→ **What is expected**:
Put the lines below into a Markdown table with the columns "Row" and "Line". Number each line in order and leave out blank lines.

:: Records shown ::

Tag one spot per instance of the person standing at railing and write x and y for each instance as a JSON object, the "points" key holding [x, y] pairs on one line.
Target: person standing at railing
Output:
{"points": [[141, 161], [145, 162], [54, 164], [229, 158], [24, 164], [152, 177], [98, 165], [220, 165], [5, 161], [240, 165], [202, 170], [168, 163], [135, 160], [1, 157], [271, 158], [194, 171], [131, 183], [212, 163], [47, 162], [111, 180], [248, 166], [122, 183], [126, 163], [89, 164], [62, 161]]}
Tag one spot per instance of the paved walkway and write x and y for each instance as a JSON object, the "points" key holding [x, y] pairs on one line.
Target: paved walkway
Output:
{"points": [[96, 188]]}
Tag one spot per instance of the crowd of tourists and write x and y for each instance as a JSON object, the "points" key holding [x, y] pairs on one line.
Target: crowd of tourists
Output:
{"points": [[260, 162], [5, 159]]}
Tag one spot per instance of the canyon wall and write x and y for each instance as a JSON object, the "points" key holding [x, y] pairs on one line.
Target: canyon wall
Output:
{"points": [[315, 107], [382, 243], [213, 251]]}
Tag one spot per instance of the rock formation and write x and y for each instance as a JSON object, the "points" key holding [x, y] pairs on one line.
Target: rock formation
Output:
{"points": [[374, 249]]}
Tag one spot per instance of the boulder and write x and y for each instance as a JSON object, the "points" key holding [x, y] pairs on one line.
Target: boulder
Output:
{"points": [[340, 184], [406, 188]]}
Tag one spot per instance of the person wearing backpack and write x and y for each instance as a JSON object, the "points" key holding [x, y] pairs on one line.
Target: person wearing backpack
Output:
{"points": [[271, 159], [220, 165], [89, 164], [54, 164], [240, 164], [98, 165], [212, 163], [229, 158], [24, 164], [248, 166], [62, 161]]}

:::

→ **Answer for the task**:
| Row | Line |
|---|---|
| 1 | Tag one spot per instance of the person standing at railing and write x and y for each instance as a JSON object, the "points" key holding [x, y] pairs on one line. |
| 2 | Target: person standing at railing |
| 3 | Output: |
| 4 | {"points": [[141, 161], [145, 162], [54, 164], [229, 158], [24, 164], [152, 177], [98, 165], [220, 165], [5, 161], [240, 165], [202, 170], [168, 163], [135, 160], [1, 157], [271, 158], [194, 171], [131, 183], [212, 163], [47, 162], [111, 180], [248, 166], [122, 183], [126, 163], [89, 164], [62, 161]]} |
| 5 | Tag one spot per instance of the paved walkway and write x and y for each instance as a JSON object, the "points" key holding [x, y] pairs on one line. |
| 6 | Target: paved walkway |
| 7 | Output: |
| 8 | {"points": [[96, 188]]} |
| 9 | Tag one spot per instance of the crowd of tourists and write x and y for each instance as a JSON object, the "points" key holding [x, y] pairs on one line. |
| 10 | Target: crowd of tourists |
| 11 | Output: |
| 12 | {"points": [[260, 162], [5, 159]]} |
| 13 | Tag one spot per instance of the canyon wall and write x and y for each instance as a JSON object, the "points" key holding [x, y] pairs on one line. |
| 14 | Target: canyon wall |
| 15 | Output: |
| 16 | {"points": [[315, 107], [382, 243], [213, 251]]} |
| 17 | Tag one spot per instance of the rock formation and write x and y for each instance as a JSON object, the "points" key holding [x, y] pairs on one line. |
| 18 | Target: rock formation |
| 19 | Output: |
| 20 | {"points": [[374, 249]]} |
| 21 | Tag one spot per instance of the boulder and write x and y for each instance as a JSON object, the "points" key holding [x, y] pairs on one line. |
| 22 | Target: boulder |
| 23 | Output: |
| 24 | {"points": [[340, 184], [406, 188]]} |
| 25 | Tag one spot per instance of the person wearing backpack and write x and y for each instance as a JSON object, the "points" key holding [x, y] pairs on one line. |
| 26 | Target: person wearing backpack |
| 27 | Output: |
| 28 | {"points": [[271, 159], [220, 165], [89, 164], [54, 164], [240, 164], [98, 165], [212, 163], [229, 158], [24, 164], [248, 166], [62, 161]]} |